Mais pour autant que la croyance fasse place à une conscience esthétique, je crois fondé d’invoquer un état d’inquiétude commun à la plupart des démarches artistiques d’aujourd’hui. L’accession à cette conscience comporte une initiation à la crise de nos concepts les plus fondamentaux et parmi eux, notre conception de l’espace n’est pas la moins bouleversée.

L’incidence de cette crise sur la peinture et sur les arts plastiques est manifeste. Si l’on veut bien considérer la part prise par la géométrie et les mathématiques dans l’exercice de ces deux arts indépendamment des querelles auxquelles donne lieu leur intrusion, on décèle aisément le besoin de considérer et d’éprouver l’espace en recourant aux disciplines qui ont l’espace pour objet et qui sont susceptibles de donner à cette démarche un caractère agressif d’évidence.

Je ne saurais l’oublier, l’espace où le phénomène plastique a lieu, cette étendue limitée par une volonté d’homme - ce n’est pas d’aujourd’hui que l’infini est pour la philosophie synonyme d’imperfection - est un espace virtuel très limité (qui parfois, par souci de créativité, de concentration, de symbolisation tend à zéro), un espace symbole d’espace. Mieux, le symbole d’un univers.

Consignes:
[1] Relevez chaque ligne des données où figure la chaîne "line".
[2] Poursuivez l'extrait sur l'espace dans les arts plastiques à partir de sa dernière phrase.
L'extrait sur l'espace dans les arts plastiques et les lignes de données n'ont aucun rapport entre eux.

Entrées de pointage d'objets étiquetés:
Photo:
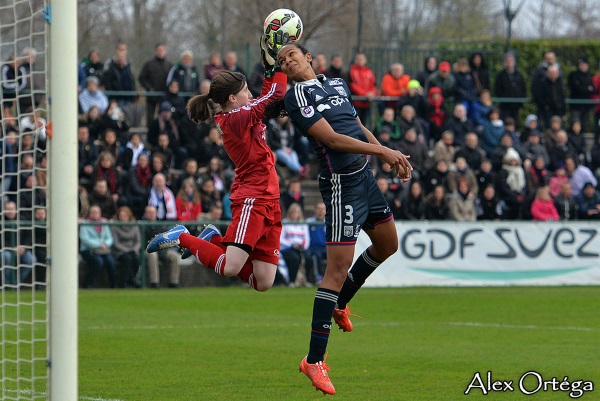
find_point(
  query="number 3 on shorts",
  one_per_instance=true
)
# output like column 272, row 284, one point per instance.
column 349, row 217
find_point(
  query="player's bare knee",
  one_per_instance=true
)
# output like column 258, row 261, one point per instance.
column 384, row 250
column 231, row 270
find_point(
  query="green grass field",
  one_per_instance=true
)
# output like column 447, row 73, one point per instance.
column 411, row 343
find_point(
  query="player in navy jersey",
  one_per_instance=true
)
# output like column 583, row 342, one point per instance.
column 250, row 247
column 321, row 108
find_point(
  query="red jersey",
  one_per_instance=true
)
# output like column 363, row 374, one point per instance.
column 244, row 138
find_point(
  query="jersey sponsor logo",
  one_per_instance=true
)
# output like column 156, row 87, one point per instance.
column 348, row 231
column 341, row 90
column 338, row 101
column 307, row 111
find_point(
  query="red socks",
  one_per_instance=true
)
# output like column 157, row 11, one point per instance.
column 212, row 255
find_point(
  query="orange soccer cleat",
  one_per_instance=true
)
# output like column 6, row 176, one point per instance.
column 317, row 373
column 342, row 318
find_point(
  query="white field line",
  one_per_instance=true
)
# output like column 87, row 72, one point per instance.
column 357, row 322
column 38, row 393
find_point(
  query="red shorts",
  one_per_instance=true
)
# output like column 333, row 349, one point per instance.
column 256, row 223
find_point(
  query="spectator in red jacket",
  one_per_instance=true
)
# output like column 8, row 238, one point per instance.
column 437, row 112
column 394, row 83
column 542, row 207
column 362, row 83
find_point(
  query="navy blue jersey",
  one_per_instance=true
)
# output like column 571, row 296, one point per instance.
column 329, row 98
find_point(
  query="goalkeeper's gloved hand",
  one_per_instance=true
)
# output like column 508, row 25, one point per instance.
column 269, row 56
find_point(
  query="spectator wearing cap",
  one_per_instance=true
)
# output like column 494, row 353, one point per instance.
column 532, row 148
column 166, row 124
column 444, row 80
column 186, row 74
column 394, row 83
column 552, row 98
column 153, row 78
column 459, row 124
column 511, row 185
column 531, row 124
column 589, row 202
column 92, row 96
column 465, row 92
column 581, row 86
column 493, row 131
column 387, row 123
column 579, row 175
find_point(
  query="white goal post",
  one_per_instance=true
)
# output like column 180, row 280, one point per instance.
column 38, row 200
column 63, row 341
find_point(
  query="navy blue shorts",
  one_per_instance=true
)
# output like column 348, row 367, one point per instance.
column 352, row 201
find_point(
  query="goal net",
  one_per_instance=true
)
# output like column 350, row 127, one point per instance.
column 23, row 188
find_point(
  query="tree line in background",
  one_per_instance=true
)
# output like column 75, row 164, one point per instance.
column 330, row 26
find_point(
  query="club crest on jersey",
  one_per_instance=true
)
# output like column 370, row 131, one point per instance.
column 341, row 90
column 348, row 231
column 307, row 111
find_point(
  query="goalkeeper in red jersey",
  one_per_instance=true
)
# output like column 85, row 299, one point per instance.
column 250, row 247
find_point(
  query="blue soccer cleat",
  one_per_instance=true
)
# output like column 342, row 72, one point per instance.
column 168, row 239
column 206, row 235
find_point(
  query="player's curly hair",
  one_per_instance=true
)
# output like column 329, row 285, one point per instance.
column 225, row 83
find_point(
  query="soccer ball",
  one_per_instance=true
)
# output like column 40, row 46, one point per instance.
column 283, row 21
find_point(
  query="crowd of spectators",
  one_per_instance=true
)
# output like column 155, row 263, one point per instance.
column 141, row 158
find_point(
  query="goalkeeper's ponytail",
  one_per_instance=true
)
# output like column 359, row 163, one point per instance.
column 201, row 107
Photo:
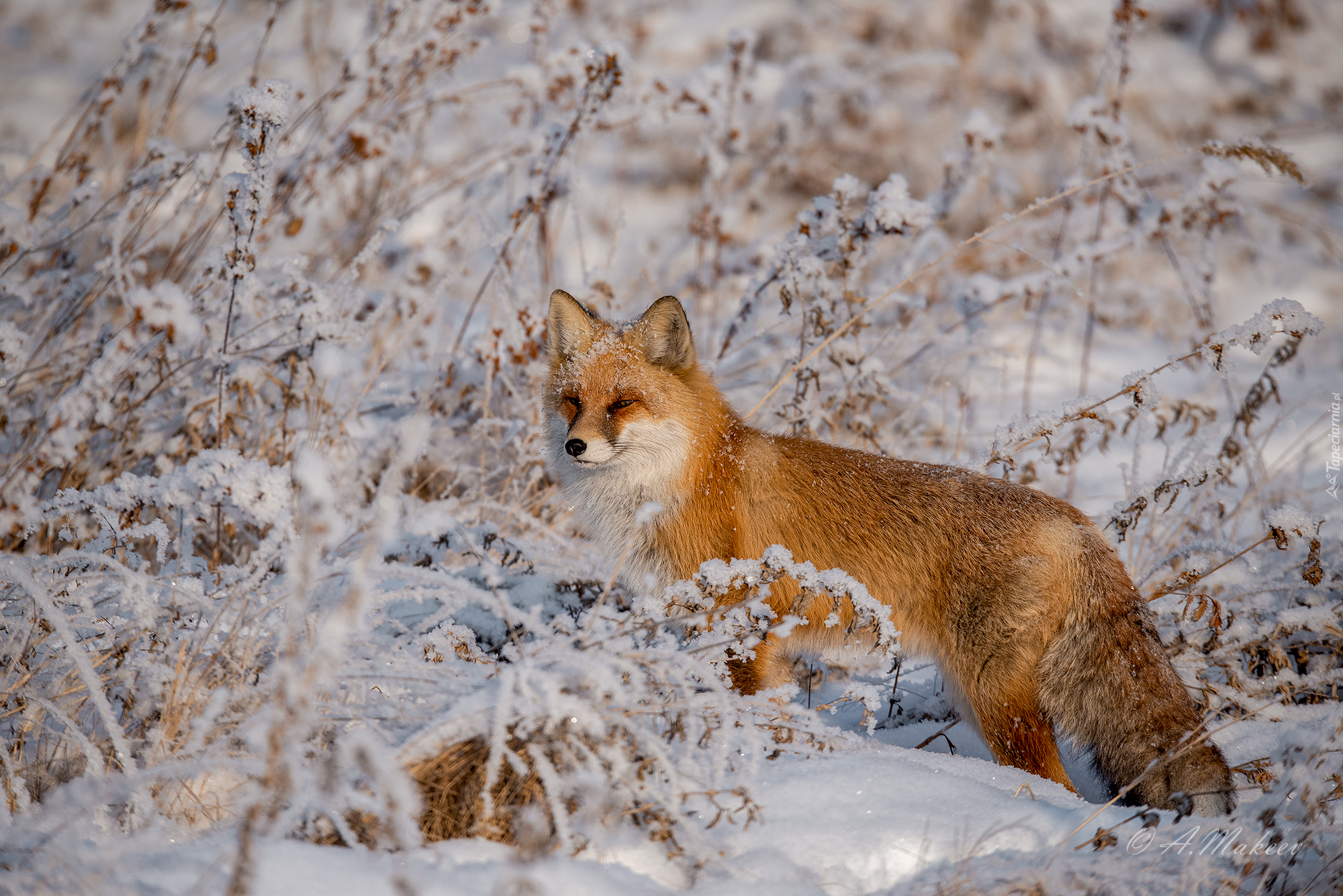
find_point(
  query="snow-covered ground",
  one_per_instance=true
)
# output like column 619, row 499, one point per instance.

Réponses par consigne:
[1]
  query="white field line",
  query="tree line in background",

[2]
Ceci n’est pas sans conséquence : que l’univers change, que l’espace se rationalise - car c’est le cas - l’espace n’est plus pour nous qu’un concept, qu’une réalité et nos vies nos sentiments, nos créations s’en trouvent du même coup modifiés. Les arts plastiques, peinture et sculpture n’ont jamais cessé d’en faire la preuve. Les grands tournants, dans l’histoire de l’art et dans l’histoire tout court, sont ceux de la connaissance et l’art n’a pas pu l’ignorer.

Les idéologies qui nous le font oublier sont des reflets tenaces. Si la Renaissance, - on ricane ! - on ricane encore ! Notre foi et notre nostalgie ; expressionnisme dont notre Moyen-Age se satisfait et à présent : mon cul (Queneau n’a pas en vain promené Zazie à Paris) et j’en passe. Nous voilà devant le fait.

Je voudrais hasarder des conclusions, mais sur quoi les fonder ? Comme en amour, peut-être, on arrive un jour par ses propres moyens et l’ayant voulu, au terme désespérant de la solitude, à devenir l’ami consentant et fidèle de sa propre tristesse. (Le passé, les absences de souvenir ou des souvenirs d’absences. L’avenir aussi, problématique).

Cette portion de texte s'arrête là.